Every singles tennis match is bound by the same dimensions…. yet each one is a laboratory for innovation, unrestrained by a risk-averse coach or the conflicting desires of teammates (Bialik, 2016).
Basketball often is compared to the improvisational nature of jazz, but it tends to be played more like a well-practiced orchestra with a conductor standing and controlling the action as much as possible. Innovation is more difficult when someone conducts your actions from the sideline, and deviation from the rehearsed plan often is met with disgust and a quick substitution rather than celebrated for its creativity, as it would be in jazz.
As fans, we desire the game to appear like jazz, and we lavish praise on teams (2006-08 Phoenix Suns, 2014 San Antonio Spurs, 2014-2016 Golden State Warriors) who appear to master the improvisational. Unfortunately, nothing attracts derision quite like a team attempting to play in an improvisational style, but failing to master it with the aplomb of the Suns, Spurs, or Warriors. These teams are considered to be poorly coached, whereas their more risk-averse peers running play after play and conducting from the sideline are deemed to be well-coached due to their organization, almost without regards to their record or success. Therefore, the message that we tell our coaches is that it is better to be risk averse, unless you can win and win big; I mean, many people ridiculed Mike D’Antoni, although many teams now replicate many features of his Suns’ teams, because he dared to take risks, but failed to win a championship.
How can basketball coaches, players, and teams learn from the innovation on the tennis court?
Top-ranked players can afford coaches who analyze and dissect play instead of serving as glorified companions, hitting partners and lay sports psychologists — but even they can’t help players once they’re on court at Grand Slam tournaments.
One reason that I prefer FIBA rules is the lack of live-ball timeouts. When a player picks up his or her dribble, or a team is about to be called for a 10-second violation, or the player dives on the ground for the ball, a coach cannot call a timeout to rescue the player. Whereas coaches can call timeouts when the ball is dead (after their opponent scores or after a whistle), and therefore they have some ability to instruct players during a game, these opportunities are reduced. This puts a greater emphasis on the player’s decision-making.

* [WORK TO DO]: Carry the passage on basketball coaching and tennis innovation forward from its last sentence. The rows after this point are separate material, unconnected to the passage on basketball coaching and tennis innovation.

* [RECORDED INFORMATION]:

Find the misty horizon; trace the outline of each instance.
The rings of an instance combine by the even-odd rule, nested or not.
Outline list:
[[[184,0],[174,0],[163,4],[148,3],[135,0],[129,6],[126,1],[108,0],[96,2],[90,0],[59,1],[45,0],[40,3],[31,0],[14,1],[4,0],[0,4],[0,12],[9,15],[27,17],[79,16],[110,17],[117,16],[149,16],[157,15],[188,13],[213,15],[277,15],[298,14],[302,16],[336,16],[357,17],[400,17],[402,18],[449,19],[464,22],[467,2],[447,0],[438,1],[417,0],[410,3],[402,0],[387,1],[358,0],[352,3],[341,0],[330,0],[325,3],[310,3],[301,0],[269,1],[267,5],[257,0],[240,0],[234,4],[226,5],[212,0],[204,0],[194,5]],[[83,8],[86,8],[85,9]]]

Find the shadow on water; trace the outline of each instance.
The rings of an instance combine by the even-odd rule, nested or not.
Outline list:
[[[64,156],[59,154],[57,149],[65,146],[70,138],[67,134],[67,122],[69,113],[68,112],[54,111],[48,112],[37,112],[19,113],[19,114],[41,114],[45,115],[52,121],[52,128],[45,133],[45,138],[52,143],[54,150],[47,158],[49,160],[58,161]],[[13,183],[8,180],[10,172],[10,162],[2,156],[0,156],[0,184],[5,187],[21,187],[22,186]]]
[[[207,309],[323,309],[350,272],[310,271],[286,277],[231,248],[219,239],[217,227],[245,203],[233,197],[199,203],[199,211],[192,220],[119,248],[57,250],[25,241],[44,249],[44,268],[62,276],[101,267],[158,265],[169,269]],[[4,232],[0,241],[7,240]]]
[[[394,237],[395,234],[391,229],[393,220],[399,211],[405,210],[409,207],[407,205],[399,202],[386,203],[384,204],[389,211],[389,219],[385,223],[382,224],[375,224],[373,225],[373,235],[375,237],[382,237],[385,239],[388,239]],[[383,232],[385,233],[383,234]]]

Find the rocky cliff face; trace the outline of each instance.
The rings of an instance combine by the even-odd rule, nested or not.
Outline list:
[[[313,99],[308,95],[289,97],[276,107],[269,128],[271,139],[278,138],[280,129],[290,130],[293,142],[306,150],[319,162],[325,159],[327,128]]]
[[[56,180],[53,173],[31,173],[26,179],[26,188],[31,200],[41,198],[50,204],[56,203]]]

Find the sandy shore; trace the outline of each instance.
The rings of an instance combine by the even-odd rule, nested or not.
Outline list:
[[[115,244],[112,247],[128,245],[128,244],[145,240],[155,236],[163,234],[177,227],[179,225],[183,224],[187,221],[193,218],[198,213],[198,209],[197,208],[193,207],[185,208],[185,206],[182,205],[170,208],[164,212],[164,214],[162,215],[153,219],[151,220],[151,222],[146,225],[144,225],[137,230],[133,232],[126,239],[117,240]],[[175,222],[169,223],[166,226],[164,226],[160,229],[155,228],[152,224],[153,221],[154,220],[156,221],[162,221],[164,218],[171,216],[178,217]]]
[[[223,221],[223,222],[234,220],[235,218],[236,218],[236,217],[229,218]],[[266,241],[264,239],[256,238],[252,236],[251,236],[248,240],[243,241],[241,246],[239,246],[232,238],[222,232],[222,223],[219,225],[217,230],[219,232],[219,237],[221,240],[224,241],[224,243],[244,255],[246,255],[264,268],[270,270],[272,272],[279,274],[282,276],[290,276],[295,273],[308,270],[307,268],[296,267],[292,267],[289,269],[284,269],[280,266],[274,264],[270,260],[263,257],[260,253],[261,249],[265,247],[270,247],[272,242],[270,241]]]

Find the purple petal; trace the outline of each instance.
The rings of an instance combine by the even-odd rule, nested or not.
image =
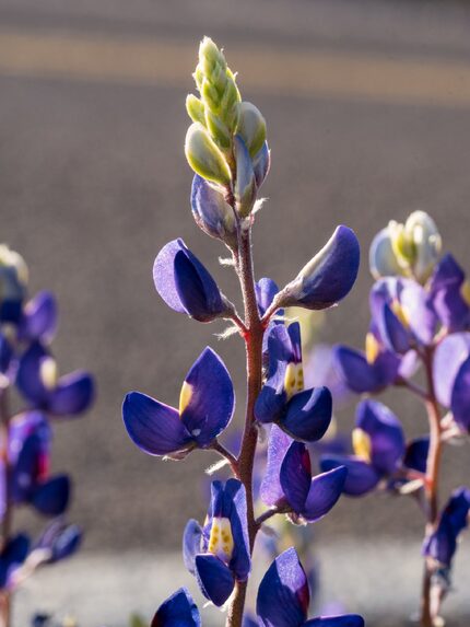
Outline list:
[[[30,501],[39,481],[46,479],[51,438],[51,429],[39,411],[20,414],[11,420],[9,456],[14,502]]]
[[[4,335],[0,334],[0,373],[7,374],[12,362],[13,348]]]
[[[261,499],[267,506],[274,507],[284,499],[280,472],[285,453],[292,444],[290,438],[277,425],[271,427],[268,444],[268,463],[261,483]]]
[[[205,348],[188,372],[190,396],[180,419],[199,446],[209,445],[228,425],[235,407],[232,379],[221,358]]]
[[[302,442],[292,442],[285,453],[280,481],[289,504],[302,513],[312,484],[310,455]]]
[[[384,346],[403,355],[411,348],[411,336],[387,303],[384,303],[375,322]]]
[[[211,502],[212,516],[231,522],[234,549],[228,566],[238,581],[245,581],[251,569],[245,487],[238,479],[228,479],[225,485],[212,481]]]
[[[423,545],[423,554],[450,568],[460,532],[468,526],[470,489],[459,488],[443,511],[437,530]]]
[[[201,553],[202,529],[198,521],[191,519],[186,524],[183,534],[183,560],[186,569],[196,573],[196,556]]]
[[[445,255],[430,279],[430,292],[434,311],[442,324],[451,333],[463,330],[470,324],[469,303],[463,299],[461,288],[465,272],[455,258]]]
[[[45,387],[40,376],[40,368],[48,352],[38,342],[32,344],[20,359],[16,374],[16,385],[20,392],[31,403],[44,407],[47,406],[49,391]]]
[[[48,410],[56,416],[77,416],[85,411],[94,400],[93,378],[84,371],[61,376],[50,394]]]
[[[348,468],[339,466],[312,479],[310,489],[302,515],[308,522],[316,522],[337,503],[344,488]]]
[[[153,266],[156,291],[168,306],[200,322],[226,312],[219,288],[183,240],[174,240],[158,253]]]
[[[295,440],[316,442],[331,422],[332,398],[328,387],[314,387],[295,394],[279,426]]]
[[[426,290],[415,281],[404,281],[400,293],[400,304],[414,337],[421,344],[430,345],[436,332],[437,317]]]
[[[19,324],[22,340],[50,341],[56,333],[58,318],[57,301],[50,292],[39,292],[26,303]]]
[[[186,588],[180,588],[162,603],[151,627],[201,627],[199,609]]]
[[[302,288],[289,304],[314,310],[333,305],[350,292],[359,265],[357,237],[348,227],[338,227],[325,247],[301,270],[297,279],[302,279]]]
[[[390,385],[400,363],[395,355],[384,352],[371,364],[363,352],[346,346],[334,347],[333,359],[340,378],[357,394],[378,392]]]
[[[295,548],[282,553],[269,567],[258,590],[256,611],[262,627],[301,627],[310,595]]]
[[[407,451],[403,457],[403,466],[424,474],[426,472],[428,452],[428,436],[411,440],[411,442],[407,445]]]
[[[320,458],[320,468],[324,472],[339,466],[348,468],[343,492],[350,497],[362,497],[373,490],[380,479],[380,475],[371,464],[353,455],[322,455]]]
[[[404,433],[395,414],[378,400],[357,405],[356,427],[371,439],[372,464],[378,473],[390,474],[404,454]]]
[[[235,587],[232,570],[215,555],[196,556],[196,576],[202,594],[218,607],[225,603]]]
[[[436,348],[433,378],[436,396],[445,407],[450,407],[456,376],[470,356],[470,333],[456,333],[446,337]]]
[[[192,441],[176,409],[140,392],[126,396],[122,419],[132,442],[150,455],[183,451]]]
[[[0,590],[8,589],[14,571],[26,559],[30,550],[30,538],[17,534],[7,544],[0,554]]]

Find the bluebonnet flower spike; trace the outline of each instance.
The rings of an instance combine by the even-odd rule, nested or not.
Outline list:
[[[221,358],[205,348],[186,375],[179,408],[130,392],[122,418],[131,440],[150,455],[210,446],[232,419],[235,395]]]
[[[430,299],[449,332],[470,329],[470,283],[453,255],[440,259],[428,281]]]
[[[30,550],[30,538],[17,534],[9,539],[0,553],[0,590],[14,587],[15,572],[21,568]]]
[[[38,341],[20,359],[16,385],[36,408],[54,416],[77,416],[94,399],[93,378],[82,370],[58,376],[57,363]]]
[[[294,548],[282,553],[266,572],[256,611],[260,627],[364,627],[356,614],[307,618],[310,593]]]
[[[327,387],[304,390],[299,324],[272,325],[267,349],[268,379],[256,400],[256,419],[278,423],[296,440],[319,440],[331,421],[332,399]]]
[[[214,605],[231,596],[235,581],[251,568],[245,487],[237,479],[212,483],[211,506],[203,527],[189,521],[183,548],[185,565]]]
[[[316,522],[337,503],[344,487],[344,466],[312,477],[310,455],[275,425],[271,427],[268,465],[261,498],[270,507],[292,512],[297,522]]]
[[[279,307],[330,307],[350,292],[359,265],[357,237],[348,227],[338,227],[324,248],[278,294],[274,303]]]
[[[423,554],[437,566],[450,568],[460,533],[468,526],[470,489],[454,491],[440,514],[437,529],[424,541]]]
[[[462,431],[470,431],[470,333],[453,334],[439,344],[433,375],[439,402]]]
[[[374,488],[383,477],[392,476],[406,454],[403,429],[383,403],[363,400],[357,406],[353,431],[354,455],[322,455],[324,472],[348,468],[344,494],[357,497]]]
[[[236,218],[223,190],[196,174],[191,187],[191,209],[198,227],[230,248],[237,244]]]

* [FINAL RESULT]:
At youth levels, where games are stacked back to back and always running late, why not eliminate timeouts rather than shortening the game time? Do players sign up to play basketball because of their coach’s expert strategy at timeouts or because they want to run around, shoot, and have fun? Would forcing players to play without their coach calling timeouts create a better learning environment? How many timeouts are used to teach important lessons rather than to employ a new strategy or simply to yell at players?
If children were to pick between 18-minute halves with no timeouts, and 15-minute halves with 2 timeouts per half, which would they pick? I know that I’d prefer to play for 6 additional minutes than listen to my coach talk for 4 additional minutes! Just because the NBA has a certain number of timeouts does not mean that youth basketball must as well; after all, the NBA plays 48-minute, stopped clock games, and I have never seen a youth game longer than 32 minutes with a stopped clock. If we can reduce the time on court – the part of the experience that is most fun and most valuable to children’s learning – certainly we can reduce or eliminate timeouts.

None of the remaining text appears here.